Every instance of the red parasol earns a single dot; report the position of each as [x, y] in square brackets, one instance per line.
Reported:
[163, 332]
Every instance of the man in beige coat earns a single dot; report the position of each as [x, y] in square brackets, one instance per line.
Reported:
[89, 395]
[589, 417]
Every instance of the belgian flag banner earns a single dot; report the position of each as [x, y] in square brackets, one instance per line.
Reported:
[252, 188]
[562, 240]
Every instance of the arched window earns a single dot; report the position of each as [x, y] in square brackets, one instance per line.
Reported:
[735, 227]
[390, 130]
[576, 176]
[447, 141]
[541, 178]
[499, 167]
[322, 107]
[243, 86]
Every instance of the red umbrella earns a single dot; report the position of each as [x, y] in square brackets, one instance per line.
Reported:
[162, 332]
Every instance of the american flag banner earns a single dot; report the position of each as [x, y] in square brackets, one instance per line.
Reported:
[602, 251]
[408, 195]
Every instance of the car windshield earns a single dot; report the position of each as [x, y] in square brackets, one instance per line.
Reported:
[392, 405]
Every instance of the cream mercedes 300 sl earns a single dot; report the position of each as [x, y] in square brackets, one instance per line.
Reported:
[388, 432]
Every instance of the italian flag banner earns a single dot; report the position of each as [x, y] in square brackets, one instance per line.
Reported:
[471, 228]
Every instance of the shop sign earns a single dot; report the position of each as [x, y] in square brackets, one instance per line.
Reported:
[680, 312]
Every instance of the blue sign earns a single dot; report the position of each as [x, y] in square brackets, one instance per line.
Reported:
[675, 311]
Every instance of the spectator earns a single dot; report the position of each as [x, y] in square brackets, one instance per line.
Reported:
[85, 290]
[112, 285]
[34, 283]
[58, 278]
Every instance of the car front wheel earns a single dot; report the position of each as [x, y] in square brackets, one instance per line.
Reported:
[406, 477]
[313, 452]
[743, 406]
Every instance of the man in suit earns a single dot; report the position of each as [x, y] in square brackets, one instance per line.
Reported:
------------------------------
| OBJECTIVE |
Copy out exactly the lines between the line with "Every instance of the spectator" and the last line of the entries, counting both of those lines.

| REPLY TO THE TASK |
Every instance of the spectator earns a single dot; report the position of each as [x, y] in square brackets, one instance per line.
Reported:
[85, 290]
[112, 285]
[34, 283]
[58, 278]
Every instance of the car front wheel earns a single dot; report the position of each as [x, y] in square brackets, one instance per line.
Reported:
[406, 477]
[313, 452]
[743, 406]
Every instance of the man in suit earns a single dot; report the position of each as [x, y] in square brackets, one instance per line.
Reported:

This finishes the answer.